(Document section Opens)

SARP’s current rocket, Pacific Impulse, is a student designed and manufactured liquid bi-propellant rocket and is designed to compete in the Spaceport America Cup’s 30k SRAD Liquid/Hybrid Category. The rocket employs an oxidizer and fuel combination of nitrous oxide and ethanol, respectively. Its structures are manufactured from aluminum, fiberglass, and carbon fiber.

Due to the COVID-19 Pandemic, physical progress was halted in mid-March 2020, when the Propulsion and Structures teams were in the midst of manufacturing.

In its current state, Pacific Impulse will have a 7.83 inch outer diameter and will be 19 feet 3 inches long. It will weigh approximately 159.4 pounds wet and 124 pounds dry.

Pacific Impulse with center of gravity indicated.



The vehicle will have a carbon fiber body, with sections, including the nose cone, made of radio-transparent fiberglass so that signals can be transmitted to and from the internal electronics. Aluminum couplers attach the nosecone to the rest of the airframes as well as the recovery bay to the propulsion system assembly.

The vehicle’s fins will be manufactured from honeycomb core sandwich panels that are co-cured with a carbon fiber body tube using an integration ply stack.


The rocket’s O-class motor will utilize an 75% ethanol/water blend as fuel, nitrous oxide as an oxidizer, and helium as an on-board pressurant to produce an average thrust of approximately 1200 pound-force.

The propellant tanks are designed as linerless carbon composite overwrapped pressure vessels (COPVs). The onboard fluid routing system was designed for the pressurant, fuel, and oxidizer to safely flow through the rocket. The pressurant and oxidizer tanks are filled using a remotely operated fill stand designed by the team.

The thrust chamber assembly is constituted of the aluminum combustion chamber, the pintle injector and its bulkhead, the phenolic thermal protection system, a rocket candy igniter, and the graphite conical nozzle.

Pacific Impulse’s Propulsion System. Sectioned view on bottom.

(Document section Closes)

Continue the description of the Pacific Impulse rocket from the point where it stops. The lines that come next have no connection to the Pacific Impulse rocket description.

(Listed records Opens)

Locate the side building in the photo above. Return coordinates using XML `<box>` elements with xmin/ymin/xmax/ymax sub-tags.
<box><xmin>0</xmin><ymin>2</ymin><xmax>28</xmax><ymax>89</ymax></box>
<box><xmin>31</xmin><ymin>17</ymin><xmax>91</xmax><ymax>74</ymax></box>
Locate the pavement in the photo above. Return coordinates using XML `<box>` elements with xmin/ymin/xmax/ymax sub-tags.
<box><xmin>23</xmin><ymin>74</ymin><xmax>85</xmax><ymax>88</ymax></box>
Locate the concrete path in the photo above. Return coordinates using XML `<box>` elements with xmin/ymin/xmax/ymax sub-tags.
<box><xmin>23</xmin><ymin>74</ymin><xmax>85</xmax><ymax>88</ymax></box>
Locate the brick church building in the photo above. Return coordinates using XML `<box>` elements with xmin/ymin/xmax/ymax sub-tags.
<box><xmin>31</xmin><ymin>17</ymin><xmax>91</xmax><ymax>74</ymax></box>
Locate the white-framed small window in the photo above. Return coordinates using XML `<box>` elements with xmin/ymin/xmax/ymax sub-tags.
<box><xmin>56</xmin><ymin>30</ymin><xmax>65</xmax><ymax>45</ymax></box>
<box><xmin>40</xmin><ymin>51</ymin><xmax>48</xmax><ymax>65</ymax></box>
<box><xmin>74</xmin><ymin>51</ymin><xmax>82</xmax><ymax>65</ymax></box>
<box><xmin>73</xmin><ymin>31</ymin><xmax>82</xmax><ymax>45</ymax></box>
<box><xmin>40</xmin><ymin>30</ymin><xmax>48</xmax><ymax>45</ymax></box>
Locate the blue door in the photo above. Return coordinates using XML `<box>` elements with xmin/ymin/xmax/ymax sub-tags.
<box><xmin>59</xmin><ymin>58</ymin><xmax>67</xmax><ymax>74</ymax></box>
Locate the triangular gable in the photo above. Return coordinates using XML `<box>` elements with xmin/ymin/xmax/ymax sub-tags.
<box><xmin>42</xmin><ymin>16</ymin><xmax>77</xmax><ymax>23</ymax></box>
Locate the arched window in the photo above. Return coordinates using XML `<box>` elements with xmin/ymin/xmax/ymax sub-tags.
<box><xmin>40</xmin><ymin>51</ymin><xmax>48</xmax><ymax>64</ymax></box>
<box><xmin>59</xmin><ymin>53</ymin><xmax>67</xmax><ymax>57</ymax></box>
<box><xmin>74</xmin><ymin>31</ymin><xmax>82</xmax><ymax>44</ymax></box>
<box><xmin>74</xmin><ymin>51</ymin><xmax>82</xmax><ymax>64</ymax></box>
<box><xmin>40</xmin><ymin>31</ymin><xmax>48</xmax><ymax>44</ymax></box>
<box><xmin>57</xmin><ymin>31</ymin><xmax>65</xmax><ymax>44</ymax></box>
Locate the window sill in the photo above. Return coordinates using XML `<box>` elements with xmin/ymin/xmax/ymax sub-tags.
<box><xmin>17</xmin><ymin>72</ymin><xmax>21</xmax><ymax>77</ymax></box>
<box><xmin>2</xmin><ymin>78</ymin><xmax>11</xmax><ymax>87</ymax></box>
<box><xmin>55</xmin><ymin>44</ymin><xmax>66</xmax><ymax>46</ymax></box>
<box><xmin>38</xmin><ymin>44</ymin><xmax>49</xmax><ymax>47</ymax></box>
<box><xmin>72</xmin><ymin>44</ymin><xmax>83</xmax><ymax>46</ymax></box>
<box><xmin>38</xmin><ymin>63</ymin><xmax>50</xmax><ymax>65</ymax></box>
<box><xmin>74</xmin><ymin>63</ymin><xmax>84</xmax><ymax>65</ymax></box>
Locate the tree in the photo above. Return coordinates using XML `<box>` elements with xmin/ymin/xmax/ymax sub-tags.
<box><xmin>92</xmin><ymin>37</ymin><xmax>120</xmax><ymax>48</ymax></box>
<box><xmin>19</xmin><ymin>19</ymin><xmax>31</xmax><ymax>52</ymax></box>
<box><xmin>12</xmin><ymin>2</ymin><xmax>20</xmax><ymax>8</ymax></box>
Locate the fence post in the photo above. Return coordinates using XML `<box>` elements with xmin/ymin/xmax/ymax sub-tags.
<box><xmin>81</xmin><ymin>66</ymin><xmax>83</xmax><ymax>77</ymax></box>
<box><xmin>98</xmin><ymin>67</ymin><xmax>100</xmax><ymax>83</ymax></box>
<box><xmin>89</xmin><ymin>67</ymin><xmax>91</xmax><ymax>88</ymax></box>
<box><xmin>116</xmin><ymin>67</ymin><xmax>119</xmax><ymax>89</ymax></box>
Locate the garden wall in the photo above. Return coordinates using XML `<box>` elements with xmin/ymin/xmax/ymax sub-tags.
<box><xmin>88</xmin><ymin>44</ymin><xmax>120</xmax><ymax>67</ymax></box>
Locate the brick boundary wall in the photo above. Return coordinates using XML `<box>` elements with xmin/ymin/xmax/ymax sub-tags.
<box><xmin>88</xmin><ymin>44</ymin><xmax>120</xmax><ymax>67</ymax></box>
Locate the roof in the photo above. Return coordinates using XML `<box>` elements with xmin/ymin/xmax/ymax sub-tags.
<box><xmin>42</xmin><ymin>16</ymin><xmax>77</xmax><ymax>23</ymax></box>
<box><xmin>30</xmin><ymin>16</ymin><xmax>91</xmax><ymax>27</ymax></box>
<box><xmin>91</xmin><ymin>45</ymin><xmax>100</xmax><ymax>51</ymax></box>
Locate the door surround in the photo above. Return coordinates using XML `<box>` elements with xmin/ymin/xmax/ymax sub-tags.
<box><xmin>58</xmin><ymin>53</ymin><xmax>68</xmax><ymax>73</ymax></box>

(Listed records Closes)

Output of the exercise:
The avionics on the rocket transmits signals to and from ground control, including valve actuation and tank pressures. Telemetry sent to ground control includes GPS location, vehicle orientation, angular velocity, acceleration, and barometric data. On board computers record data during flight to be retrieved post recovery and communicate with the plasma payload for actuation. The Avionics team is also responsible for operating the remote fill stand to load pressurant and oxidizer to the rocket while on the launch rail and when all personnel are evacuated from the launch site.


The recovery system is a dual-deployment system with a student-manufactured drogue and toroidal main parachute. The Autonomous Recovery Experimental System (ARES) will be a stand-in parawing glider with motor controllers that will be used to replace the main parachute if the project reaches technical maturity and testing verification before competition.


The payload designed during the 2019-2020 development year was a plasma actuator for the nosecone surface to induce laminar flow. Plasma is generated using a high voltage, high frequency power supply and electrode plates, which are embedded in the surface of the nose cone. An electronic diagnostic suite detects successful actuation after necessary criteria are met, and can measure changes to flow. The plasma actuator system was designed to fit within a 3U cubesat size, based on Spaceport America Cup rules.

During the 2020-2021 development year, the Payload team will be pursuing a drone payload to be deployed during rocket descent.